─── Text section

Greg Ewing <greg.ewing@canterbury.ac.nz> wrote:
u = unicode(b) u = unicode(b, 'utf8') b = bytes['utf8'](u) u = unicode['base64'](b) # encoding b = bytes(u, 'base64') # decoding u2 = unicode['piglatin'](u1) # encoding u1 = unicode(u2, 'piglatin') # decoding
Your provided semantics feel cumbersome and confusing to me, as compared with str/unicode.encode/decode() . - Josiah

Josiah Carlson wrote:
Greg Ewing <greg.ewing@canterbury.ac.nz> wrote:
u = unicode(b) u = unicode(b, 'utf8') b = bytes['utf8'](u) u = unicode['base64'](b) # encoding b = bytes(u, 'base64') # decoding u2 = unicode['piglatin'](u1) # encoding u1 = unicode(u2, 'piglatin') # decoding
Your provided semantics feel cumbersome and confusing to me, as compared with str/unicode.encode/decode() .
- Josiah
This uses syntax to determine the direction of encoding. It would be easier and clearer to just require two arguments or a tuple. u = unicode(b, 'encode', 'base64') b = bytes(u, 'decode', 'base64') b = bytes(u, 'encode', 'utf-8') u = unicode(b, 'decode', 'utf-8') u2 = unicode(u1, 'encode', 'piglatin') u1 = unicode(u2, 'decode', 'piglatin') It looks somewhat cleaner if you combine them in a path style string. b = bytes(u, 'encode/utf-8') u = unicode(b, 'decode/utf-8') Ron

Ron Adam wrote:
Josiah Carlson wrote:
Greg Ewing <greg.ewing@canterbury.ac.nz> wrote:
u = unicode(b) u = unicode(b, 'utf8') b = bytes['utf8'](u) u = unicode['base64'](b) # encoding b = bytes(u, 'base64') # decoding u2 = unicode['piglatin'](u1) # encoding u1 = unicode(u2, 'piglatin') # decoding
Your provided semantics feel cumbersome and confusing to me, as compared with str/unicode.encode/decode() .

──────

--- Request a ---
Answer these questions using the email thread about unicode and bytes syntax:
(i) What does Josiah compare Greg's proposed semantics with?
(ii) Instead of using syntax to set the direction of encoding, what does Ron say it would be easier to require?
(iii) In Ron's path-style example, what string is passed to bytes along with u?
The email thread and the records are two unrelated pieces of material.

─── Supplied entries

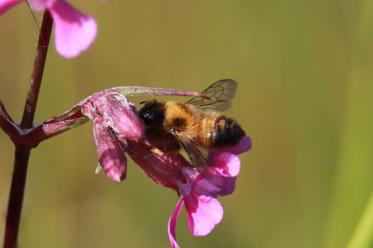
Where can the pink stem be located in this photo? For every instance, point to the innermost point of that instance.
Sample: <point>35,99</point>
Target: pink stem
<point>22,153</point>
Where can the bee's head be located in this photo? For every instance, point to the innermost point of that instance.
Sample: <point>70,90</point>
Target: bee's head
<point>152,112</point>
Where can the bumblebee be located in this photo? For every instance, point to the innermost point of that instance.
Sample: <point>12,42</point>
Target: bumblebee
<point>196,126</point>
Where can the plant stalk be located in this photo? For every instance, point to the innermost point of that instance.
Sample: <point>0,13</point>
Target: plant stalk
<point>22,154</point>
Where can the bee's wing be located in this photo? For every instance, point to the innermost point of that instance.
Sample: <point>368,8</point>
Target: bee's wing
<point>217,97</point>
<point>197,156</point>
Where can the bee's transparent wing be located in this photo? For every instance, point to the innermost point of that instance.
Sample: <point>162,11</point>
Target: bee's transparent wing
<point>217,97</point>
<point>197,156</point>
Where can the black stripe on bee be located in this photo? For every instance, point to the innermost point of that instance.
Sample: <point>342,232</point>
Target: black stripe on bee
<point>227,132</point>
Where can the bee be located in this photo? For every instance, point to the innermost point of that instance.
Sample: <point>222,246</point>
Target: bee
<point>197,125</point>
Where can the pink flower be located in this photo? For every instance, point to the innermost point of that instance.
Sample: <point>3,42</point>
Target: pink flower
<point>118,129</point>
<point>74,31</point>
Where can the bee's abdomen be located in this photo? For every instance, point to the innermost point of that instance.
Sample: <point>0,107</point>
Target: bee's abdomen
<point>227,132</point>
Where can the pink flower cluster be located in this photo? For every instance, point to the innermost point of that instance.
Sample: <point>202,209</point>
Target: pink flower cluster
<point>118,131</point>
<point>74,31</point>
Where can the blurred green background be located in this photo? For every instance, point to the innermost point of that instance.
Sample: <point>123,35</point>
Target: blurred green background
<point>305,73</point>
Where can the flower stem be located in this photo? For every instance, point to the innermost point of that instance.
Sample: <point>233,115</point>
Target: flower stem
<point>22,154</point>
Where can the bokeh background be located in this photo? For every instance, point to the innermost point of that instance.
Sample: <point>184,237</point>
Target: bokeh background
<point>305,73</point>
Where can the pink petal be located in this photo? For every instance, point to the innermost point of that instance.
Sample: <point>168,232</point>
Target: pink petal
<point>7,4</point>
<point>172,223</point>
<point>74,31</point>
<point>110,152</point>
<point>203,213</point>
<point>225,164</point>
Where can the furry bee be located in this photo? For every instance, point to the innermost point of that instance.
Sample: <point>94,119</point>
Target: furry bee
<point>196,125</point>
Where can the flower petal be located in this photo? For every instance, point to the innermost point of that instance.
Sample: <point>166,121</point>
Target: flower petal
<point>172,223</point>
<point>244,145</point>
<point>110,151</point>
<point>225,164</point>
<point>7,4</point>
<point>203,213</point>
<point>74,31</point>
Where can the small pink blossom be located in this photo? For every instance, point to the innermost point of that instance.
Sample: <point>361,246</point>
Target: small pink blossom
<point>74,31</point>
<point>118,130</point>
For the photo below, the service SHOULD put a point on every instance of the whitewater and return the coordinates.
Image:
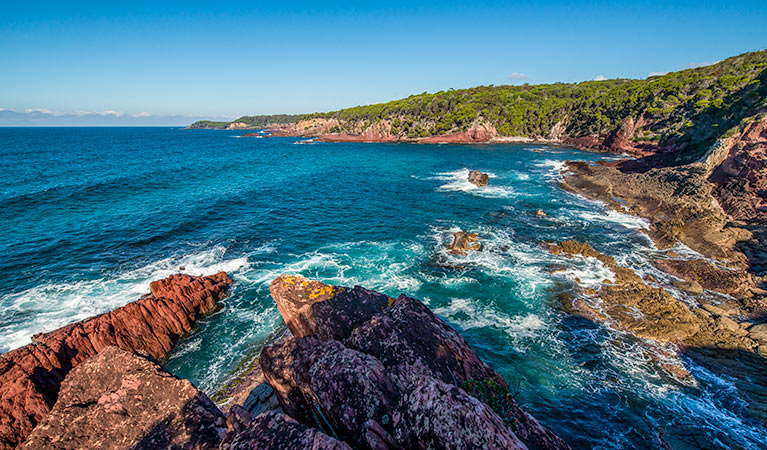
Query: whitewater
(89, 217)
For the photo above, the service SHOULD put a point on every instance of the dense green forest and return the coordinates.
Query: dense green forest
(688, 108)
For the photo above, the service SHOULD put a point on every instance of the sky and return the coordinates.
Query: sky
(169, 63)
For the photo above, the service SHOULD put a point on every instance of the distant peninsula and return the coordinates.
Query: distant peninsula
(247, 122)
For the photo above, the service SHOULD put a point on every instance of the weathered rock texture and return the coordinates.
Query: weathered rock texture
(273, 430)
(120, 400)
(632, 305)
(30, 377)
(478, 178)
(379, 372)
(464, 242)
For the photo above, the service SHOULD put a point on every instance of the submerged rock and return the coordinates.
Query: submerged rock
(381, 373)
(478, 178)
(30, 376)
(119, 400)
(707, 275)
(630, 304)
(464, 242)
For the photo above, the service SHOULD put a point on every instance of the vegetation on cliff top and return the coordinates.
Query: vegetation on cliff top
(690, 108)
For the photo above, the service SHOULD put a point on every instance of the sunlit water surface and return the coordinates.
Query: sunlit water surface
(88, 217)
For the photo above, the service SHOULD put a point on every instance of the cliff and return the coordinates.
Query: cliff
(357, 370)
(31, 376)
(379, 372)
(679, 115)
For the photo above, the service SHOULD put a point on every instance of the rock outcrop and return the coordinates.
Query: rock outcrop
(379, 372)
(120, 400)
(478, 178)
(630, 304)
(30, 376)
(464, 242)
(274, 430)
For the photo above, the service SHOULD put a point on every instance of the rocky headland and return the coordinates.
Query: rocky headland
(31, 376)
(356, 369)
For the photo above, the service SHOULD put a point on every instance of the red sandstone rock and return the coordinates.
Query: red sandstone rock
(478, 133)
(741, 179)
(120, 400)
(30, 376)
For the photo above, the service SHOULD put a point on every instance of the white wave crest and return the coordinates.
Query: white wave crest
(458, 180)
(468, 314)
(612, 216)
(50, 306)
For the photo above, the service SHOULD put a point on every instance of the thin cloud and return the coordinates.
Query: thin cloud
(694, 65)
(47, 117)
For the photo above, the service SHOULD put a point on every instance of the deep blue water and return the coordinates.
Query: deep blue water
(89, 216)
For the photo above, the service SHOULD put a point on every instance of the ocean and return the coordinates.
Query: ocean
(90, 216)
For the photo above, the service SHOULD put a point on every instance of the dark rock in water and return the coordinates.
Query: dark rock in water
(119, 400)
(464, 242)
(691, 287)
(311, 308)
(408, 334)
(251, 392)
(707, 275)
(277, 431)
(383, 373)
(478, 178)
(325, 384)
(434, 414)
(30, 376)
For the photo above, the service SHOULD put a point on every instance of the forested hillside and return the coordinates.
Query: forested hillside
(687, 109)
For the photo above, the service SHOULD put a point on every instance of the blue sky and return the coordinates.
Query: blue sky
(144, 60)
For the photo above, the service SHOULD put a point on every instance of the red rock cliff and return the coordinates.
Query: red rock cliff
(31, 376)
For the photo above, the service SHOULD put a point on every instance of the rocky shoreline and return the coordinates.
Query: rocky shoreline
(357, 369)
(31, 376)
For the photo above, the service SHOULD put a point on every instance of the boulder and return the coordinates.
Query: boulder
(758, 332)
(273, 430)
(329, 386)
(464, 242)
(120, 400)
(380, 373)
(691, 287)
(30, 376)
(433, 414)
(312, 308)
(478, 178)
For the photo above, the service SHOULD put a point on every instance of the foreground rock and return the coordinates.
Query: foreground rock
(478, 178)
(379, 372)
(275, 431)
(30, 377)
(119, 400)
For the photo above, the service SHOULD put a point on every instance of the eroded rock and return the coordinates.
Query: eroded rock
(478, 178)
(383, 373)
(464, 243)
(30, 376)
(274, 430)
(119, 400)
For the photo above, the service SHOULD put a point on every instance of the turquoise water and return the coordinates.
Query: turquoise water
(88, 217)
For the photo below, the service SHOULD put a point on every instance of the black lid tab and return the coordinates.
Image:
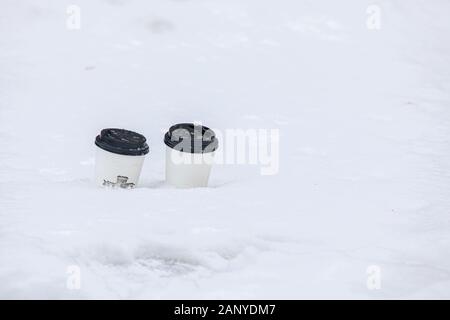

──────

--- Request b ---
Copy the records word for word, from the start of the records down to the line that contains "<point>196,126</point>", including that line. Leave out the picture.

--- Task solution a ---
(i) str/unicode.encode/decode()
(ii) Two arguments or a tuple
(iii) 'encode/utf-8'

--- Task solution b ---
Where can the pink stem be located in this photo? For every instance, point to the innermost point of that instance.
Sample: <point>35,99</point>
Target: pink stem
<point>22,153</point>
Where can the bee's head be located in this photo? For every instance, point to the innermost point of that instance.
Sample: <point>70,90</point>
Target: bee's head
<point>152,112</point>
Where can the bumblebee be located in this photo? For every instance, point to the innermost point of that instance.
Sample: <point>12,42</point>
Target: bumblebee
<point>196,126</point>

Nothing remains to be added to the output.